→ **WORK ITEM**:
What are the lines, written out exactly, from the one containing "# for every instance of the white coat collar, set" to the end of the entries below? Include both ends and nothing more.

→ **RECORDED INFORMATION**:
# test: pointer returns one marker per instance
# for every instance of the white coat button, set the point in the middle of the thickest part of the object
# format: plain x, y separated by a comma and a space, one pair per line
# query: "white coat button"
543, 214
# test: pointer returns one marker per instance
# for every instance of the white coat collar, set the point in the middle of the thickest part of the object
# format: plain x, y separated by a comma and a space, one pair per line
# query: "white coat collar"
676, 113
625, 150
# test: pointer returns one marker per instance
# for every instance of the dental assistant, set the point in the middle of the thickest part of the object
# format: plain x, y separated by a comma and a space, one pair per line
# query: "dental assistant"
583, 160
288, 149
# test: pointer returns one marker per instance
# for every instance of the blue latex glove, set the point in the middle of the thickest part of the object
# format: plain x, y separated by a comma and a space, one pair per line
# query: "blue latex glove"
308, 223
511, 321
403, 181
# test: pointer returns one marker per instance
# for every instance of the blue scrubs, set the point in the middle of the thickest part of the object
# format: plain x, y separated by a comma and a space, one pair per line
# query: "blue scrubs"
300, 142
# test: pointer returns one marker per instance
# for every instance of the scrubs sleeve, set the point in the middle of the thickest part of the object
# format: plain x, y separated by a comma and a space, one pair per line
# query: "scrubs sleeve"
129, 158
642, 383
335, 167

→ **EXERCISE RESPONSE**:
# for every instance of the white coat collar, set the point in the middle of the thickest part of the object
# format: plain x, y separated by a comma and a space, one pair per line
# query: "white coat collar"
676, 113
625, 150
# test: pointer returns one marker per instance
# for every instance of the dental assistant, set the point in the middle of the thickest part of the object
# format: plain x, y separated by a comma and a space, one pair per line
# query: "dental assistant"
583, 160
288, 149
# test: pointer returns one marker per instance
# for every instance of the blue latex glove, set the point in the middle of the thickest part of the object
# format: plain x, y separated by a comma and a space, one pair per line
# query: "blue latex glove"
308, 223
511, 321
403, 181
# test: pointer returns one marker per instance
# for every instance of the blue scrubs, set the point in the middle of the thickest part of the object
# format: plain x, y separated by a comma and a space, one pair per line
# query: "blue scrubs"
300, 142
# test: pointer returns one marker per instance
# for every instance of the scrubs sleeve, set the point in the middle of the thickest part of the object
# format: plain x, y separated by a comma and a space, one pair per line
# query: "scrubs sleeve"
129, 158
642, 383
335, 167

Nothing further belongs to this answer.